**Task set**
**a)** Update the passage in the essay on false gods starting with "Well, we American" and going on through "(God and mammon).", putting "sermon" in place of "homily".
**b)** Write what comes next in the essay on false gods, picking up right after its final sentence.

False Gods
March 31, 2018 | (816 words)
Yesterday was both Good Friday and the first night of Passover. Late last night, as I was drifting off to sleep, a gentleman on a National Public Radio broadcast explained that Passover was about land, specifically the need for a safe homeland for the Jewish people. This got me thinking about the reading from Exodus chapter 12 we American Catholics heard as part of our Good Friday service, a few hours earlier.
There was the ritual sacrifice of an unblemished one year-old male animal (sheep or goat). The smearing of some of the animal’s blood on the sides and tops of the door posts where the good guys (Israelites) would eat the sacrifice. Followed by instructions on how the sacrifice was to be cooked (roasted over fire, with bitter herbs), and eaten (with loins girt, sandals on your feet and staff in hand, as if in flight).
But all this detailed description was but a lead-in to the main event, a dramatic night raid the Lord has planned, during which he will strike down the first born of the land of Egypt, man and beast, and execute judgement against all the gods of Egypt.
Yes, the Israelites were suffering an epic bondage at the hands of the Egyptians at the time. But why were the Egyptians being prosecuted in this unprecedented way? Was it for enslaving the Israelites, worshiping false gods, or both?
…punished for enslaving the Israelites, worshiping false gods, or both?
Unpacking this emotionally charged two-part question may be best left to those who specialize in Old Testament scholarship. But that need not stop the general reader from pondering the ramifications of the latter half of the equation, namely, the worship of false gods.
Egypt was a highly advanced society at the time, with an elaborate hierarchy of gods familiar enough through depictions in popular entertainment to even the casual student of history. In our present era of pluralism, though, the idea of punishing an entire people for false worship has a decidedly anachronistic ring to it, since in our enlightened age we no longer care “who you pray to.”
And besides, we don’t even know what a false god is anymore, do we? After all, nobody is standing around paying homage to a golden calf these days, are they?
Well, we American Catholics do occasionally hear about false gods in the odd homily at Mass. Wealth, power, and lust are the pre-occupations most frequently mentioned by our dedicated priests as modern-day pitfalls that should be studiously avoided. And at a certain point in each liturgical year, the well-known reading from Matthew 6:24 cycles up, and we are reminded of the inability to serve two masters (God and mammon).

**Data segment**

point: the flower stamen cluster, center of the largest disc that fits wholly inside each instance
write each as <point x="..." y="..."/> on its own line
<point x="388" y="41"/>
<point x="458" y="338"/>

**Exercise answers**
**a)**
Well, we American Catholics do occasionally hear about false gods in the odd sermon at Mass. Wealth, power, and lust are the pre-occupations most frequently mentioned by our dedicated priests as modern-day pitfalls that should be studiously avoided. And at a certain point in each liturgical year, the well-known reading from Matthew 6:24 cycles up, and we are reminded of the inability to serve two masters (God and mammon).

**b)**
But if one may be so bold, it seems our clergy has not quite figured out how to preach this message in a way that resonates with today’s congregants. If one may venture further down the path of effrontery, we’d suggest the reason for the pastoral ineffectiveness is because the American Catholic Church has not quite come to terms with how the American Experiment of life, liberty, and the pursuit of happiness is, in many ways, based on the unrestrained pursuit of wealth, power, and lust.
… life, liberty, and the pursuit of happiness, largely based on the pursuit of wealth, greed, and lust.
That’s right, folks, our country is both flawed and great, all at the same time. But it is very difficult to hold two contradictory ideas in one’s head simultaneously, which is why some of us get carried away with praising our freedoms and our standard of living, while others go just as far afield in condemning our moral turpitude.
Needless to say, this is a complicated issue, and one should not hold it against our hierarchy or our clergy for not being able to satisfactorily reconcile the contradictions. But if we are to make any headway in this matter, we will have to confront the daunting reality that our great country is, indeed, seriously flawed.
And we will also have to understand how the worship of false gods is a real and present danger. This is not some long-ago subject with no bearing on our present circumstance. We should read Exodus chapter 12 as more than just an inspired tale about securing a homeland for an outcast people.
Those of us who continue to comfortably yawn through this old story once a year do so at our own peril. Just as we who fail to integrate the message of the odd homily warning us off wealth, power, and lust are also doing ourselves a disservice. One braces for the day when we as a society might finally come to full attention, startled by the realization we are up to our eyeballs in false worship, now as then.
Robert J. Cavanaugh, Jr.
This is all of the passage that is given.